## Your task
Go line by line through the listing below and copy those that hold "wooden".

## Provided data
* * * *

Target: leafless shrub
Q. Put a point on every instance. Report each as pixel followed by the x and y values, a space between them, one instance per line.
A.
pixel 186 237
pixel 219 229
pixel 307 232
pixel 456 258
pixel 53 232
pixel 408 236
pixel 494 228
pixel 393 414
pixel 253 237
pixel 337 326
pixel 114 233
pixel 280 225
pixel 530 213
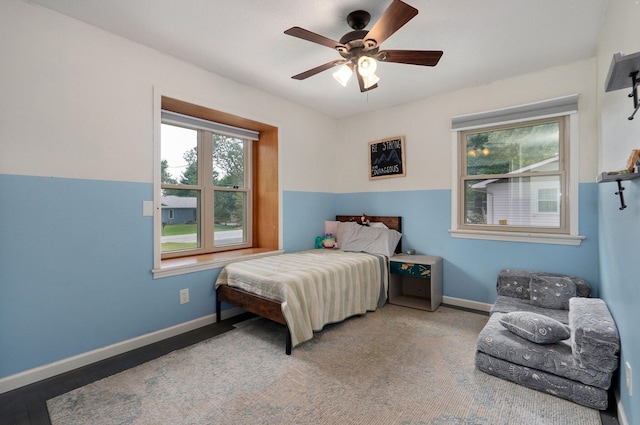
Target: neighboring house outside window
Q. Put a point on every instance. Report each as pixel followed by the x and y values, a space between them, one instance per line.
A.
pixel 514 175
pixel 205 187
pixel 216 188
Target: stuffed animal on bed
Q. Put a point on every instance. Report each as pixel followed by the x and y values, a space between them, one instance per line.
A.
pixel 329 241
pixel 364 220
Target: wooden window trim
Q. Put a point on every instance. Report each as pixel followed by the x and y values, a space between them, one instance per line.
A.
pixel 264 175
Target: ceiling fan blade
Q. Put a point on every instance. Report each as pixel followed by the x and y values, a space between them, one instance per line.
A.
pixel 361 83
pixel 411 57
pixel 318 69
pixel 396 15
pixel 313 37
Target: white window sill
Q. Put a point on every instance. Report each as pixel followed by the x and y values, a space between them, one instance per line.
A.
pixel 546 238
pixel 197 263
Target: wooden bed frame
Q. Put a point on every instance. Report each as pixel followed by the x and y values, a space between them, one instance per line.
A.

* * * *

## Your response
Target: wooden window trim
Target: wooden bed frame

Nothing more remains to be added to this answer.